__DOCUMENT EXCERPT__:
How can a processor be made faster with a "software" update?

The new AMD processors Ryzen are out on the market and unfortunately they seem to lack in gaming. Intel processors are obviously still faster for gaming. People of course weren't in favour of this and AMD made a statement saying that they're updating the firmware or software for speeding up Ryzen for games.

Correct me if I'm wrong but the processor must have a static firmware to be compatible to the x64 standard? If so wouldn't AMD have to optimize the games(software) for their processors which is obviously impossible? What is going on there to say such things if it seems like it's impossible seeing the underlying conditions?

But I may be wrong (I hope so) so Question is:

Is it possible to achieve a speedup for a processor without changing the underlying hardware? If it's possible, how is this done? Is there software beside the firmware for the processor?

__RECORDED INFORMATION__:
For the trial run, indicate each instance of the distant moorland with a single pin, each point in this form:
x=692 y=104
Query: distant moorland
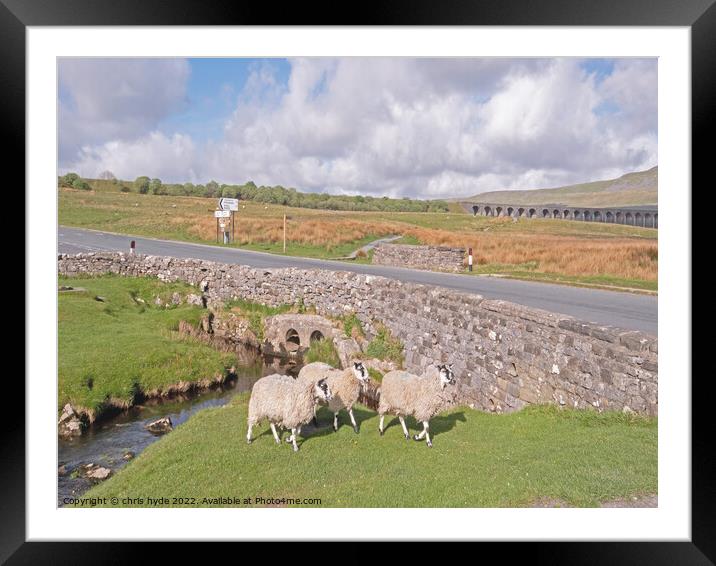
x=632 y=189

__TASKS TO CARRY OUT__:
(a) Sum up the forum question about speeding up AMD's Ryzen processors in two sentences.
(b) Translate this sentence from the forum question about Ryzen processors into Spanish: "Is it possible to achieve a speedup for a processor without changing the underlying hardware?"
(c) Carry on the forum question about speeding up Ryzen processors, picking up after its final sentence.

__ANSWERS FOR THE EXERCISE__:
(a) The writer notes that AMD's new Ryzen processors seem to lag behind Intel's in gaming and that AMD has said it will update the firmware or software to speed them up for games. Doubting that this is possible, the writer asks whether a processor can be made faster without changing its hardware and, if so, how.

(b) ¿Es posible lograr una aceleración de un procesador sin cambiar el hardware subyacente?

(c)
Solution 1:

Modern processors are much more complicated than one might think. They are incredibly complicated, nearly beyond the comprehension of a single person. Expanding on a short remark by "horta", one might have all of the following:

  1. To begin with, almost all internal hardware is configurable to a large extent. There are thousands and thousands of configuration registers with zillions of individual bits that must be set for a CPU to operate. All the several layers of CPU-cache interaction have configurable pipelines, and various timing delays obviously have an effect on overall performance.

  2. There are hundreds of advanced features that are put there by architects that engineering didn't have time to validate, so hundreds of features are disabled or set into fail-safe configuration with "chicken bits". But they can be tuned up and enabled if found functional and useful. These enhancing features usually get validated in-depth over time, and can be gradually enabled over the life of a processor by various microcode patches.

  3. All recent CPUs have several internal units that are controlled by independent microprocessors that are embedded inside the x86 CPU chip. One publicly surfaced unit is the P-Unit. Modern processors can't function without aggressive power management, or they will melt. However, deep power management is in contradiction to an aggressive entry-exit clock/voltage policy, and changes in the policy strongly affect overall system performance. All details are controlled by the P-Unit, and can be optimized/tuned by loading another microcode patch, as answered here.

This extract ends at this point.